> [Text segment]:
- - - - - - -

Renewable energy projects have blossomed across Asia. What has led to the recent boom? Vandana Chatlani reports
In the past several months, green energy projects have picked up pace dramatically across Asia. In July, Thailand-based energy company Global Power Synergy purchased a 25% stake in Taiwan’s 595MW Changfang and Xidao offshore wind farm from Danish fund management company Copenhagen Infrastructure Partners; and Bangkok-based Global Renewable Synergy Company acquired shares in Indian solar power company Avaada Energy.
In August, Abu Dhabi Future Energy Company and Pembangkitan Jawa Bali Investasi (a subsidiary of Indonesian national electricity utility PLN) financed a 145MW floating solar photovoltaic power project on the Cirata Reservoir in Indonesia – the largest photovoltaic installation in Southeast Asia.

- - - - - - -

Saved items:
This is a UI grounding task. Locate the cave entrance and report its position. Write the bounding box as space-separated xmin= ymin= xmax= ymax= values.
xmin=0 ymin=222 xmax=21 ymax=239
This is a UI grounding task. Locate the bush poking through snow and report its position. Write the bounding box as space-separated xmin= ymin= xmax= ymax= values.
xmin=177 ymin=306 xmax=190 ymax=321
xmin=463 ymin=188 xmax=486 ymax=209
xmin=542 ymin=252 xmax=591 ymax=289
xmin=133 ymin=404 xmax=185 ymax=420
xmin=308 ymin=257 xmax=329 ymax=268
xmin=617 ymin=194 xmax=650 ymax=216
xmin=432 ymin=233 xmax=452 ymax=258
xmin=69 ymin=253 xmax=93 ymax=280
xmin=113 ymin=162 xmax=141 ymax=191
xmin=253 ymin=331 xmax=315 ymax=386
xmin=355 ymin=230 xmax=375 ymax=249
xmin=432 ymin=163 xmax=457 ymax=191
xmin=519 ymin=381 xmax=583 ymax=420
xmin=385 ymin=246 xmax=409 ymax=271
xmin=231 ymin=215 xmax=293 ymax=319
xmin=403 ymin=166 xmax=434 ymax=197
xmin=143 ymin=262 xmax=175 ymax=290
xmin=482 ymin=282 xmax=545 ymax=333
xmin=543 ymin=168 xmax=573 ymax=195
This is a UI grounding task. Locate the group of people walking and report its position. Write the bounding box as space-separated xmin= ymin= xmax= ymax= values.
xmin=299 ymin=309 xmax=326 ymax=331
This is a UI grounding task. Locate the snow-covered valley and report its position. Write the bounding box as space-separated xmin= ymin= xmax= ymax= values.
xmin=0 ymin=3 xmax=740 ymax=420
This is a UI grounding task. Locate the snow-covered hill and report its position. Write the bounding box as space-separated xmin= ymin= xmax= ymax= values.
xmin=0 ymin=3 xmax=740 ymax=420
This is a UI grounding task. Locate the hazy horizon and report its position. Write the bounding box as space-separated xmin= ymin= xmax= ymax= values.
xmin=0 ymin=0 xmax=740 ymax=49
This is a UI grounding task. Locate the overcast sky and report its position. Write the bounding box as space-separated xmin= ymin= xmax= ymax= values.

- - - - - - -

> [Exercise details]:
Pick up the report on Asia's renewable energy boom after its final sentence and carry it forward. The records play no part in what comes next and can be set aside.

> [Reply]:
These deals are a snapshot of the high level of activity in the renewables sector that has been keeping law firms busy. “Despite economic and other headwinds resulting from the covid-19 pandemic, investment in renewable energy in the Asia-Pacific has been remarkably resilient in the past 12 months,” says James McLaren, a Hong Kong-based energy and infrastructure partner at Linklaters.
“In fact, the pace of development and investment continues to outstrip other parts of the world, supported by rising populations, robust economic growth and the greenfield nature of the renewables market in the region, and underpinned by some relatively attractive government support initiatives.”
According to the Regional Energy Trends Report 2020 by the UN’s Economic and Social Commission for Asia and the Pacific (Escap) and the Asean Centre for Energy (ACE), energy demand in the Asean region will nearly triple by 2040, increasing to 922 metric tonnes compared to 375 metric tonnes in 2017. Much of this will be driven by urbanisation, industrialisation and economic development.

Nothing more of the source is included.